- Kutipan Teks:
Baca berita dengan sedikit iklan, klik di sini
ATAS nama kompromi politik, panitia khusus skandal Bulog jilid dua sangat mungkin batal dibentuk. Rapat pleno Dewan Perwakilan Rakyat mulai Senin pekan ini agaknya membatalkan panitia yang dirancang untuk memeriksa bekas Menteri Sekretaris Negara Akbar Tandjung dan penyaluran dana Rp 40 miliar dari Badan Urusan Logistik. Suara-suara dari DPR kian hari kian terdengar bagai kor: Kejaksaan Agung sudah menetapkan Akbar sebagai tersangka, panitia khusus tak relevan lagi.
Alasan itu mungkin benar, walau mengandung "cacat sejarah": dulu Presiden Abdurrahman juga di-pansus-kan walau kasus dugaan korupsi dana Bulog olehnya telah diperiksa Kejaksaan Agung. Dugaan lain, kompromi dicapai karena diduga banyak partai ikut menerima dana "ilegal" dari lumbung beras yang makmur itu.
Tinggallah Akbar berhadapan dengan kejaksaan. Dan orang mulai khawatir penyidikan kejaksaan seakan makin jauh dari "tangan-tangan kuat" di tubuh partai yang bermarkas di Slipi, Jakarta itu. Padahal makin terang-benderang bahwa Yayasan Raudatul Jannah yang diketuai Dadang Sukandar itu sekadar tameng yang dibikin untuk melindungi Akbar dan para petinggi Golkar lainnya.

[Entri data tersimpan]
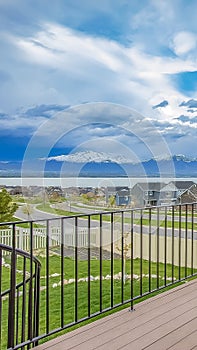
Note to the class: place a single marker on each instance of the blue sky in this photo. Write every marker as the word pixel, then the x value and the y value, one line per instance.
pixel 134 54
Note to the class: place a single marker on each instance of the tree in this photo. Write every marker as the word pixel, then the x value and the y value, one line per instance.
pixel 7 206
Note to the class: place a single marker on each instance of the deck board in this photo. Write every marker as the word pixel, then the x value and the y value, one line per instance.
pixel 167 321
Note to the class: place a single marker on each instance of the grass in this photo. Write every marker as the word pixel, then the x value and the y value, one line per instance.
pixel 53 308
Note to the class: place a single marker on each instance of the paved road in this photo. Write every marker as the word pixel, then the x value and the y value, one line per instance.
pixel 69 224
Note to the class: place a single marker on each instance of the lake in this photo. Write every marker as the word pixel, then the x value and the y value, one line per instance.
pixel 65 182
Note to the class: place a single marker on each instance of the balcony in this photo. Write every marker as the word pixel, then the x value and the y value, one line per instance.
pixel 58 273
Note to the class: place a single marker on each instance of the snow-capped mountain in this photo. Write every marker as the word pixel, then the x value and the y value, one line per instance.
pixel 91 156
pixel 98 164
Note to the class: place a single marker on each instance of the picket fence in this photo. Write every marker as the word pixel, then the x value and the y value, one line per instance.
pixel 22 238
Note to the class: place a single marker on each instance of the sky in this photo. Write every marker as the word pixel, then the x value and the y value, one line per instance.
pixel 115 75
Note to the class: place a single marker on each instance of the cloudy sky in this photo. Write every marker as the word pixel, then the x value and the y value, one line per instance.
pixel 137 55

- Latihan: Menurut kutipan tentang skandal Bulog, siapa yang mengetuai Yayasan Raudatul Jannah?

- Hasil Latihan: Dadang Sukandar.